Artigo

Política da verdade

Mesmo sendo, por definição, o lugar de dissenso e pluralismo, a política no Brasil agora é a personificação da “verdade” na qual o debate e o público são desprezados

TEXTO Filipe Campello

03 de Dezembro de 2018

Ilustração Mozart Fernandes

[conteúdo exclusivo Continente Online]

Numa conhecida passagem do evangelho
, Jesus Cristo se cala ao ser indagado por Pilatos sobre o que era a verdade. Pilatos insiste na pergunta, lembrando as graves acusações dirigidas, mas Jesus permanece apenas com o silêncio de quem dali iria ser crucificado. 

No seu primeiro discurso poucas horas depois da confirmação de sua vitória este ano, Jair Bolsonaro iniciou evocando um verso bíblico que se tornou recorrente ao longo de sua campanha: “Conhecereis a verdade, e a verdade vos libertará”. Em cima da sua mesa – quase que simbolizando o conteúdo dessa declaração –, estavam quatro livros: a constituição, a Bíblia, Memórias da Segunda Guerra, de Churchill, e – no mesmo patamar, digamos – O Mínimo que você precisa saber para não ser um idiota, de Olavo de Carvalho.

----

Transcreva, sem alterações, a passagem do artigo sobre a política da verdade que vai de "03 de Dezembro" até "Olavo de Carvalho.", com ambos os extremos incluídos.

* _Informações extraídas_
----

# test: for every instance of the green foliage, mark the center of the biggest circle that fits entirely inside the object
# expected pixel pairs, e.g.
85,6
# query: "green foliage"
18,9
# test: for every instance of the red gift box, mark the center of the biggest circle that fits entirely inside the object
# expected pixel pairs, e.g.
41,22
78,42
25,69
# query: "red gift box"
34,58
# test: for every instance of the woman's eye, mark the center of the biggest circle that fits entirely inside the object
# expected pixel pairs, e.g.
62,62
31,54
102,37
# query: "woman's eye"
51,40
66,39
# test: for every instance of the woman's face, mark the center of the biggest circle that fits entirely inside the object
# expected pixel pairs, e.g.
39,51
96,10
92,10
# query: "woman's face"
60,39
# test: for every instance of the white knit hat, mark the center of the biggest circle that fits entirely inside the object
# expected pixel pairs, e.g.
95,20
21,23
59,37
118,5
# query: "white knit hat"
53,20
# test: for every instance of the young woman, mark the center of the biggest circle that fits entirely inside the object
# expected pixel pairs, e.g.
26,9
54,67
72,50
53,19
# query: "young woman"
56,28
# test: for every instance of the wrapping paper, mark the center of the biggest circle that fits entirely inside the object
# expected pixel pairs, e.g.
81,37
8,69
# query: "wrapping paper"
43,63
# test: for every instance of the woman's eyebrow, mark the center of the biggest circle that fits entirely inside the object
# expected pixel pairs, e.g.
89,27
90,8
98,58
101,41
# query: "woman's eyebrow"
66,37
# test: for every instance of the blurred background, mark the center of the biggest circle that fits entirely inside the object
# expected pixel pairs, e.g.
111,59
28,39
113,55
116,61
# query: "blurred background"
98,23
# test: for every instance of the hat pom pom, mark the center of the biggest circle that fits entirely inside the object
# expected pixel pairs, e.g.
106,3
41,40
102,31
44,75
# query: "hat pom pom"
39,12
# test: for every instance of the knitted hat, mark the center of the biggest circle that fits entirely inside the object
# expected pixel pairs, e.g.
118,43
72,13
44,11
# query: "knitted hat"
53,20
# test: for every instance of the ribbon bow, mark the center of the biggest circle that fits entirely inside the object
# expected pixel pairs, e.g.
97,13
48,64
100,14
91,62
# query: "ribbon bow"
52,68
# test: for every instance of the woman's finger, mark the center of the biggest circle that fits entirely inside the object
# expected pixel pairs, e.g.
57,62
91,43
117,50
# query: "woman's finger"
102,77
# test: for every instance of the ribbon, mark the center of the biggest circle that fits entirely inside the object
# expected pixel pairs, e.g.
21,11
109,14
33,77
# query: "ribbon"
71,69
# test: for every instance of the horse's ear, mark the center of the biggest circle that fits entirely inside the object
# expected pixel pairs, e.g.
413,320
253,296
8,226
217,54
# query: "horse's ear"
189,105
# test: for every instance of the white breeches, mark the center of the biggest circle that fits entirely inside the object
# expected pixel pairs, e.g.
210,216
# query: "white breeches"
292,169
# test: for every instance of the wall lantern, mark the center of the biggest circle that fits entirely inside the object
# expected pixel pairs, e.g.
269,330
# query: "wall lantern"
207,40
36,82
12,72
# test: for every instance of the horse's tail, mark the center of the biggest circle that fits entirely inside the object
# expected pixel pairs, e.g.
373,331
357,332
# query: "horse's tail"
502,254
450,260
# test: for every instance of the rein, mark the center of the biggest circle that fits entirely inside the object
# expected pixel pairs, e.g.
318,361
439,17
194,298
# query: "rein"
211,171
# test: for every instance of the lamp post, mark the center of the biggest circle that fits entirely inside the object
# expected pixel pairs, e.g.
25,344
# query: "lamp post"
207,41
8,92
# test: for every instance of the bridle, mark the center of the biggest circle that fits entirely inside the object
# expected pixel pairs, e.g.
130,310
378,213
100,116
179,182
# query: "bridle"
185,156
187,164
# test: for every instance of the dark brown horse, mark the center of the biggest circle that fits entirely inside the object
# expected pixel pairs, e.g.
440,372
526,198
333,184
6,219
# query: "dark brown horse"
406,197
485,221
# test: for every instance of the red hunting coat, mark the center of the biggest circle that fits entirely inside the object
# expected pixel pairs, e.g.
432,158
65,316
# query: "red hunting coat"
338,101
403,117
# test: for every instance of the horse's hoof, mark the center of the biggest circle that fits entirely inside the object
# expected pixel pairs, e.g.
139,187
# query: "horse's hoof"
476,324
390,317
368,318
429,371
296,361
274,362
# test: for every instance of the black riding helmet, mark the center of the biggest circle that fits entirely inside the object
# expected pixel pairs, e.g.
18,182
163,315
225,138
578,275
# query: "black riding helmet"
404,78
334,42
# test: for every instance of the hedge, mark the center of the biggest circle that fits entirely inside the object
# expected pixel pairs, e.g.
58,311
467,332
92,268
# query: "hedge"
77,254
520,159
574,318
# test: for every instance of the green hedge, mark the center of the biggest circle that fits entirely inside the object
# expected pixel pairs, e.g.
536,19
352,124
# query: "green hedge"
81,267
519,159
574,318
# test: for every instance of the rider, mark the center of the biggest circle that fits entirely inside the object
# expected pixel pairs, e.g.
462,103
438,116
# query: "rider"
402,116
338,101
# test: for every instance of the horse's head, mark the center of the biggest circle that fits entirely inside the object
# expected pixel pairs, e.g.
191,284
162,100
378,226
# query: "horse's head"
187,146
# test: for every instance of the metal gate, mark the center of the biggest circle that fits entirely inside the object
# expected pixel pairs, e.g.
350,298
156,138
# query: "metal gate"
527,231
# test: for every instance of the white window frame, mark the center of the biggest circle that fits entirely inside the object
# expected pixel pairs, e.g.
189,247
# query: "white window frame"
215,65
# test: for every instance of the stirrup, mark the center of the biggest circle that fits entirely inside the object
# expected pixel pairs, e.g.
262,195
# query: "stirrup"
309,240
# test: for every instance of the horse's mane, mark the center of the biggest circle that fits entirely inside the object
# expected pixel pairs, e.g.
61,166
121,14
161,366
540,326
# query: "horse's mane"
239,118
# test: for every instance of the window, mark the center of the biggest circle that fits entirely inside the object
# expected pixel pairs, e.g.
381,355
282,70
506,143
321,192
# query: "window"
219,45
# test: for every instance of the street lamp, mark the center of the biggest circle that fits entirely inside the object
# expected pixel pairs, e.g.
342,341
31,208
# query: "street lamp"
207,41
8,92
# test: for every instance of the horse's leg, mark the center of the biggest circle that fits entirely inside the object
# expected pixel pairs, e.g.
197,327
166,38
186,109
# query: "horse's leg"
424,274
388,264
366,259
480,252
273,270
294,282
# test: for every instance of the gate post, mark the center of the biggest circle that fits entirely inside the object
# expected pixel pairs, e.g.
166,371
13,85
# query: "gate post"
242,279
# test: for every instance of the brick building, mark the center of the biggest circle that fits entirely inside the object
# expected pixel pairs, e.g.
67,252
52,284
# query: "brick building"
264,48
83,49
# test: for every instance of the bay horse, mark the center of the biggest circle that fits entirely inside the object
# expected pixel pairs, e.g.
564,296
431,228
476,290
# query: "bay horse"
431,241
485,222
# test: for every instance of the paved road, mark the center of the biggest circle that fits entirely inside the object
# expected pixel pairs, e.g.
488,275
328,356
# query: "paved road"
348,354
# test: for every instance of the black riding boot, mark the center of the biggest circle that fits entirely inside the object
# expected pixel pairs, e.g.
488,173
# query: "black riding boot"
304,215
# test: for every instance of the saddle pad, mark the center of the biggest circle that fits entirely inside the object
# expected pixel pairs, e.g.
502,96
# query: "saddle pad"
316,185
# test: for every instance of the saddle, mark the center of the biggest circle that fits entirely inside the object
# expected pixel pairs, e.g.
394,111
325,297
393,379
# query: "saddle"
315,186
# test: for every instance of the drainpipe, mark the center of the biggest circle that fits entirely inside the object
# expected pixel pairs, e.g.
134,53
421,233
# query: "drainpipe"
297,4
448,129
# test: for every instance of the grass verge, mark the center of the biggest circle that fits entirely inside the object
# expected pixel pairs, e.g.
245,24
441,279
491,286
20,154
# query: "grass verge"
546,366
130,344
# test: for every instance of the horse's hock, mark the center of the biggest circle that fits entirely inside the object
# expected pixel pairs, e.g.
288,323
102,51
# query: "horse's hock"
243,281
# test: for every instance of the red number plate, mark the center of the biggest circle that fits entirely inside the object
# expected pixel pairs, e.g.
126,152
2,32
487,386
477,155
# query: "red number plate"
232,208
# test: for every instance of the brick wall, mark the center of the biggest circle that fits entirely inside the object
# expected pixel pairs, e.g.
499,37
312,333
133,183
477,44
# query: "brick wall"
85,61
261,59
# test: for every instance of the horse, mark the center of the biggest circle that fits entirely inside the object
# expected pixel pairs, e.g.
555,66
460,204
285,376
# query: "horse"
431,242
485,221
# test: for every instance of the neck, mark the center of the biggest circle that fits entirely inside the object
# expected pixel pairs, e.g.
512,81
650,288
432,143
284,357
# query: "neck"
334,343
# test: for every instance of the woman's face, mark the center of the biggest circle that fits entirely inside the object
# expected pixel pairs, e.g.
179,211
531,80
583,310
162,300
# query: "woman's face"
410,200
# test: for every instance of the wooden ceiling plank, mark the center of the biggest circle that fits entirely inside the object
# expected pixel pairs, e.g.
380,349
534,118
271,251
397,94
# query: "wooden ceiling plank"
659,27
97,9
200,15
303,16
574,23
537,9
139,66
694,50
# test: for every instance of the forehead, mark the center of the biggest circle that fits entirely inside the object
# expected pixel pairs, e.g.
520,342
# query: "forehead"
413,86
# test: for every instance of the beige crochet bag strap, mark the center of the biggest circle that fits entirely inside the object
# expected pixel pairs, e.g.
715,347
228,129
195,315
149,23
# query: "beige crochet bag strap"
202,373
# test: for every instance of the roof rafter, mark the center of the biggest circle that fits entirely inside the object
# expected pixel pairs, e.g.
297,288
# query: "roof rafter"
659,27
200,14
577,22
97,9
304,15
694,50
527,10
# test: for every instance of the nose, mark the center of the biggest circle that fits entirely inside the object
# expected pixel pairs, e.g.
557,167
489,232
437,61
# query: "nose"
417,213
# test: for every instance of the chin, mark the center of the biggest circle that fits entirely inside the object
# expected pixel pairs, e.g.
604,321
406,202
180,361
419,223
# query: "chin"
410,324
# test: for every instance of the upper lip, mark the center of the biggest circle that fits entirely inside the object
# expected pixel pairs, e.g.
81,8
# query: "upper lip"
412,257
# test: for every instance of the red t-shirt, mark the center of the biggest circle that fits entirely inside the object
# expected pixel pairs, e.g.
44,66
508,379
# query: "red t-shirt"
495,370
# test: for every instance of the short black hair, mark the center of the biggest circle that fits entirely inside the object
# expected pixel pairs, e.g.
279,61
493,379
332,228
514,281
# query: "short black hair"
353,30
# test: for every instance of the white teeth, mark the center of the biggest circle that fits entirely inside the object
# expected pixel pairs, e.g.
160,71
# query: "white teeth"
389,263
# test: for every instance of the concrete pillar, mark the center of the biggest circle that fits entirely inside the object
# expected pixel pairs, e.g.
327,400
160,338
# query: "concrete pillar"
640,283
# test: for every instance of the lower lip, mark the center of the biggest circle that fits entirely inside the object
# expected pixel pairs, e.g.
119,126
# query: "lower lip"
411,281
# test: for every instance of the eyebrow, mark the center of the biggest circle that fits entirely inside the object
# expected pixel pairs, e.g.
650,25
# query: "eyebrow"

----

* _A resposta_
03 de Dezembro de 2018

Ilustração Mozart Fernandes

[conteúdo exclusivo Continente Online]

Numa conhecida passagem do evangelho
, Jesus Cristo se cala ao ser indagado por Pilatos sobre o que era a verdade. Pilatos insiste na pergunta, lembrando as graves acusações dirigidas, mas Jesus permanece apenas com o silêncio de quem dali iria ser crucificado. 

No seu primeiro discurso poucas horas depois da confirmação de sua vitória este ano, Jair Bolsonaro iniciou evocando um verso bíblico que se tornou recorrente ao longo de sua campanha: “Conhecereis a verdade, e a verdade vos libertará”. Em cima da sua mesa – quase que simbolizando o conteúdo dessa declaração –, estavam quatro livros: a constituição, a Bíblia, Memórias da Segunda Guerra, de Churchill, e – no mesmo patamar, digamos – O Mínimo que você precisa saber para não ser um idiota, de Olavo de Carvalho.